* [TEXT]:
It is less than 1 month to VMWorld 2009 in the Moscone Center in San Francisco (August 31-September 3, 2009). A great conference to start with, and picking up more and more momentum as we draw closer.
This is the main Virtualization Event of the year, and the only one for another 14 months - seeing that VMware has decided to "consolidate" the European and US events back-to-back, which I personally think is not a good idea (but enough has been said on the blogosphere about this subject)
What I would like to discuss is what we can expect at this conference. vSphere was released less than 3 months ago - and the latest family of product, including AppSpeed, Lab Manager, and Chargeback were announced just 3 weeks ago.
Speculation from Sven Huisman about releasing vCenter for free was and interesting one that came up not long ago.
I will add some speculations of my own of one of the features that I think will be announced in the upcoming conference.
Well it is not actually a new product, but more of a feature that will be supported by at least two of the big Storage Vendors, EMC and NetApp.
I am talking about Storage DRS.
Storage vendors today are incorporate the usage of SSD (Solid State Disks) into their products. The benefits of SSD disks are not a small thing. In a presentation I saw last week from EMC, I was shown a graph of the comparison of what was needed to achieve a level of Disk I/O from a storage array. The ratio of the amount of disks Solid State:Conventional was approximately 1:10 to achieve the same performance. True - at the moment you would not save that much on pricing at the moment because SSD disk are much more expensive, but on power, cooling, space, and other overhead, I am sure you can see where the savings will come from.
DRS - is a built in feature (now only available from Enterprise Plus versions and up) that balances your virtual machines according to the load on the ESX host, allowing for overall better performance for all you VM's and your clusters. The benefits and increase (15%-47%) in performance can be seen for example in this article on VROOM. The variables that are taken into account are only RAM and CPU.
Back to Storage DRS, what if you could, on a defined schedule/policy, Storage vMotion your VM's to faster storage to allow for better performance during peak times, and when the peak was over move them back to slower storage?
Let us take for the following scenario for example. I have a storage array with 3 different kinds of disks, SATA 7200 RPM, Fiber Disks, and Solid State drives. These drives are layered at 3 different tiers: Budget, Standard and Premium (SATA, Fiber and SSD - accordingly).

* [Records from a data source]:
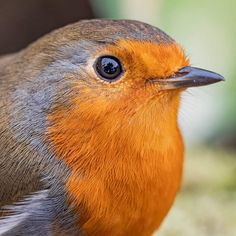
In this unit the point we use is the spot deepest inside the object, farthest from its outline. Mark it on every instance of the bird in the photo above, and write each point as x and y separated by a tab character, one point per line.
89	135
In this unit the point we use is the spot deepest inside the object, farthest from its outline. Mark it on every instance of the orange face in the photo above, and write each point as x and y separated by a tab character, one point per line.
121	131
104	108
141	62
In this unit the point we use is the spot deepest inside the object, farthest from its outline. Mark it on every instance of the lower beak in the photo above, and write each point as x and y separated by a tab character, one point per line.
189	77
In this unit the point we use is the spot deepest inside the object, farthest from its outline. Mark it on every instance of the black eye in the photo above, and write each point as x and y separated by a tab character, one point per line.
109	68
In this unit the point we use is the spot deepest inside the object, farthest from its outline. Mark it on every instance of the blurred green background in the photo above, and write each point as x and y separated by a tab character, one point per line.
206	29
206	204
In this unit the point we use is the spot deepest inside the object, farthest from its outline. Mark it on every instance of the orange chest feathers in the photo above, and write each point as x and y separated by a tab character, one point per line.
121	184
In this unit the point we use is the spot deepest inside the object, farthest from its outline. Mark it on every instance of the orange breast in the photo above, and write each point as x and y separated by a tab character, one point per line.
123	180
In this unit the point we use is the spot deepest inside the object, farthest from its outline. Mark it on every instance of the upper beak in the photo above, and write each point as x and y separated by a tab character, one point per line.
189	77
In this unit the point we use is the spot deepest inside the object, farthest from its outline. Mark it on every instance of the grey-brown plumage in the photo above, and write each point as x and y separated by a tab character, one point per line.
32	82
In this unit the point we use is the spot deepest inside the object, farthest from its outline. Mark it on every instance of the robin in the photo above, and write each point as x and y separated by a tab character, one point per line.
89	138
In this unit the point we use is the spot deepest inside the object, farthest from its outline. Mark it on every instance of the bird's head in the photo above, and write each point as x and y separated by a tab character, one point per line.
111	78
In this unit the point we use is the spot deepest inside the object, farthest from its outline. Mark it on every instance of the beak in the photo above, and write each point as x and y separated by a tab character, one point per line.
189	77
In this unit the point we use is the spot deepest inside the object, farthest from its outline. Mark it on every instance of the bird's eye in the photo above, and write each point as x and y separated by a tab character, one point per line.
108	68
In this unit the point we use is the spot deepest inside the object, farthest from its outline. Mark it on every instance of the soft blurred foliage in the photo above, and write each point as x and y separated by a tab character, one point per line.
206	205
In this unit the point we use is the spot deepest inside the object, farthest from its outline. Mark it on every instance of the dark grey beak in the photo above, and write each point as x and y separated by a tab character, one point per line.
189	77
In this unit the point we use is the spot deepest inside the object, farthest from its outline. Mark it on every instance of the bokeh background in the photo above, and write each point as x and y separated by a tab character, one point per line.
206	205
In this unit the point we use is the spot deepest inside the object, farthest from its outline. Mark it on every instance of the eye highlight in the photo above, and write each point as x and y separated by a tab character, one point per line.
108	68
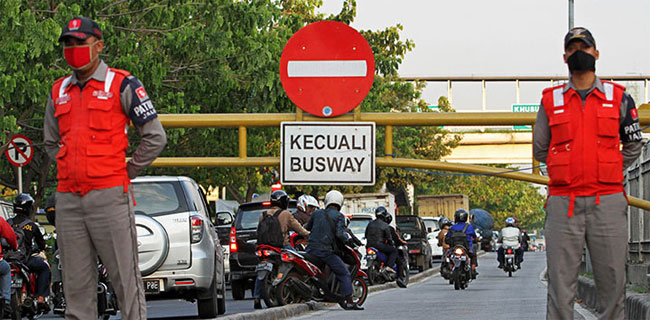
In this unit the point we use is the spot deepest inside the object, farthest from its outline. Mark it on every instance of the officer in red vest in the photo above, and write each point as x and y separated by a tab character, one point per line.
578	133
86	122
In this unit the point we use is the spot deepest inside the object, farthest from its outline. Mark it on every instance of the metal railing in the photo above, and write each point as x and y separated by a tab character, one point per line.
551	79
242	121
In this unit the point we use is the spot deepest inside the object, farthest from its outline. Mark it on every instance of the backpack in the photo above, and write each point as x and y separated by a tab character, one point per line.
269	230
459	237
24	249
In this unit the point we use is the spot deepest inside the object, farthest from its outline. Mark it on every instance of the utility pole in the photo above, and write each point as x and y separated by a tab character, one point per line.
571	14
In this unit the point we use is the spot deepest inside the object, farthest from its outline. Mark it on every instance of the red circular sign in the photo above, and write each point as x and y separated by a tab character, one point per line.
20	150
327	68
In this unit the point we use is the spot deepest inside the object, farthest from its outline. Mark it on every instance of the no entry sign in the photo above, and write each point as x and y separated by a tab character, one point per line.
327	68
20	150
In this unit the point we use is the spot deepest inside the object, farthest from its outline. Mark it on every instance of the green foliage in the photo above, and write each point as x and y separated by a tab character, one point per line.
217	56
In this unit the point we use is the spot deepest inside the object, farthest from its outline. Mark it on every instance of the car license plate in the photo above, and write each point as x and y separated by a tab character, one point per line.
264	266
153	286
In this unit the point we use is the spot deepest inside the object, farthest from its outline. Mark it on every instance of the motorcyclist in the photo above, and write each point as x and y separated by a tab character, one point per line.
510	236
279	202
23	206
328	233
306	205
9	241
460	219
380	237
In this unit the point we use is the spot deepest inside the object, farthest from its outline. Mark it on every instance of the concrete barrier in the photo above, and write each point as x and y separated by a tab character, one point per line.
637	305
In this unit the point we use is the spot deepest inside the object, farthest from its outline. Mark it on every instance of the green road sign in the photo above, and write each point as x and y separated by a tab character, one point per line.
524	108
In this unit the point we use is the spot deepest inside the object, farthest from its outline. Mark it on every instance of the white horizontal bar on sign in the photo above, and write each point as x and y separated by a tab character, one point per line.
327	68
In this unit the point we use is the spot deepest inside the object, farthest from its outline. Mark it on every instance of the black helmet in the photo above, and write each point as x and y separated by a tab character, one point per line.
50	211
23	204
460	215
280	199
382	213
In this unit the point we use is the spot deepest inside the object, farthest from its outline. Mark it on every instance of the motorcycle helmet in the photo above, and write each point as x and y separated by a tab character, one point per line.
382	213
306	201
50	211
23	204
334	198
280	199
460	215
443	222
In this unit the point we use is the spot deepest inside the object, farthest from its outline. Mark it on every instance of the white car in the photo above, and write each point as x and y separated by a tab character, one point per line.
358	224
431	224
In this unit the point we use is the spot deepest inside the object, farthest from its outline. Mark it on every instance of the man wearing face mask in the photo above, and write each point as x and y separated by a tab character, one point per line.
578	132
87	117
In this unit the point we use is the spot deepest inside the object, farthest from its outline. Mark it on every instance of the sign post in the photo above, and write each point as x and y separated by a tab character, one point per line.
19	153
327	68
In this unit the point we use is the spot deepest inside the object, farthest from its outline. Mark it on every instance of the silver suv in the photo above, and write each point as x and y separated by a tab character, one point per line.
178	247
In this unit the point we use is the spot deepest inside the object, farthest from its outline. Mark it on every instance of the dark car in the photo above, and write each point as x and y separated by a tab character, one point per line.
243	241
413	230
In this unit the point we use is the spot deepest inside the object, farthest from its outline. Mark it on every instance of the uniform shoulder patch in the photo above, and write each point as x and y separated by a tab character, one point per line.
141	109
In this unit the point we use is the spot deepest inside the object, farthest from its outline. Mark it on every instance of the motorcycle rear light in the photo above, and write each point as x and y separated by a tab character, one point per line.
233	240
285	256
196	226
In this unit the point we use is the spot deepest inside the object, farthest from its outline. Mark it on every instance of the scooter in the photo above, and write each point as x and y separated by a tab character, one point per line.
377	274
303	277
266	270
460	269
509	265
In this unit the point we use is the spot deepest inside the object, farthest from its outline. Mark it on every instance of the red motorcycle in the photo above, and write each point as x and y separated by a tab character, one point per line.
23	292
267	270
303	277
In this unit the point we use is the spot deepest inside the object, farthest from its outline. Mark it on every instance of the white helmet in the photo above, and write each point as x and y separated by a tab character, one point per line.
334	197
305	201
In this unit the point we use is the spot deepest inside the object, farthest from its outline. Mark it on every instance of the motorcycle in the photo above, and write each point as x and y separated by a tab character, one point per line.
377	274
509	266
303	277
23	291
106	299
266	270
460	268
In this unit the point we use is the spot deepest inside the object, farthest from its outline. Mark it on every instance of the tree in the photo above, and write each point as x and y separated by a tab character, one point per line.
219	56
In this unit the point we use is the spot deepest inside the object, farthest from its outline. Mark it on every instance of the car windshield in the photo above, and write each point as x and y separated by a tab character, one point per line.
358	227
159	198
408	224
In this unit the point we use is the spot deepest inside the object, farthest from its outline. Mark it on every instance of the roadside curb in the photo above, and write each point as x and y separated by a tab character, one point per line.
297	309
637	305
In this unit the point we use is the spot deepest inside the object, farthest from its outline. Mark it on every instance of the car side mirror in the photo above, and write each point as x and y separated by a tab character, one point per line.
223	219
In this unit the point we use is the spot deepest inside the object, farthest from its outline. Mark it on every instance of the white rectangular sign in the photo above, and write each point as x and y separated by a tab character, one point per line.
330	153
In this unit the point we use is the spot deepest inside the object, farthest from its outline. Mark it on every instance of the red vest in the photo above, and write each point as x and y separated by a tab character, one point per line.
93	129
584	157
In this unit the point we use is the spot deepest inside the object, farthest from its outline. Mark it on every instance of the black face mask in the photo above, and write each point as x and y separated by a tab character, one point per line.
581	61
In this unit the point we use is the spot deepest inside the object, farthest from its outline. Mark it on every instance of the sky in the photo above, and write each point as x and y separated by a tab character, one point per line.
507	38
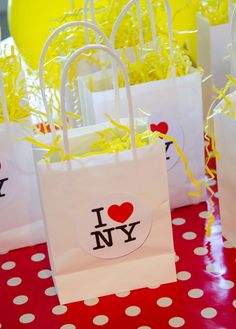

* [DIRECTIVE A]:
Answer from the VMWorld 2009 post:
(i) On what dates does VMWorld 2009 take place?
(ii) What approximate ratio of Solid State to Conventional disks does the EMC graph give for the same performance?
(iii) Which variables does DRS take into account?
* [DIRECTIVE B]: From the VMWorld 2009 post, set down the passage that begins at the words "What I would" and stops after "3 weeks ago.".
* [DIRECTIVE C]: Resume the VMWorld 2009 post after its final sentence, which describes the three disk tiers.

* [EXERCISE OUTPUT A]:
(i) August 31 to September 3, 2009.
(ii) Approximately 1:10.
(iii) Only RAM and CPU.

* [EXERCISE OUTPUT B]:
What I would like to discuss is what we can expect at this conference. vSphere was released less than 3 months ago - and the latest family of product, including AppSpeed, Lab Manager, and Chargeback were announced just 3 weeks ago.

* [EXERCISE OUTPUT C]:
VM1 runs a front-end application that needs x amount of I/O. Your client comes and tells you that during the day, between peak hours of 12.00-16.00 the application is slow. After testing and monitoring the performance, you see that during those peak hours the amount of disk I/O that this VM needs increase by 200%. and your lower end storage is the bottleneck.
You now have two options:
- Move the VM to faster storage - and therefore solve your bottleneck problem, but in doing that you are allocating the VM faster storage which it does not need for 20 out of 24 hours in the day.
- Use the built in tools - to set a policy that sVmotion's the VM at when the I/O to the disk becomes the bottleneck to Premium Tier and move it back again when things calm down back to Budget Tier.
In the EMC presentation I saw, this concept was presented as being a feature which is soon to be released. I received an additional hint to confirm this from Vaughn Stewart from NetApp on the last VMTN Communities Roundtable Podcast last Wednesday night. It will most probably be as a plug-in to vCenter which will allow proper integration
This is most probably one feature/announcement that we should expect during VMworld 2009 later this month. I do truly hope that the vendors will continue to develop tools like this which will enable us to provide better performance, better control, and better management of our resources in our virtual Infrastructures.
Please keep up the good work.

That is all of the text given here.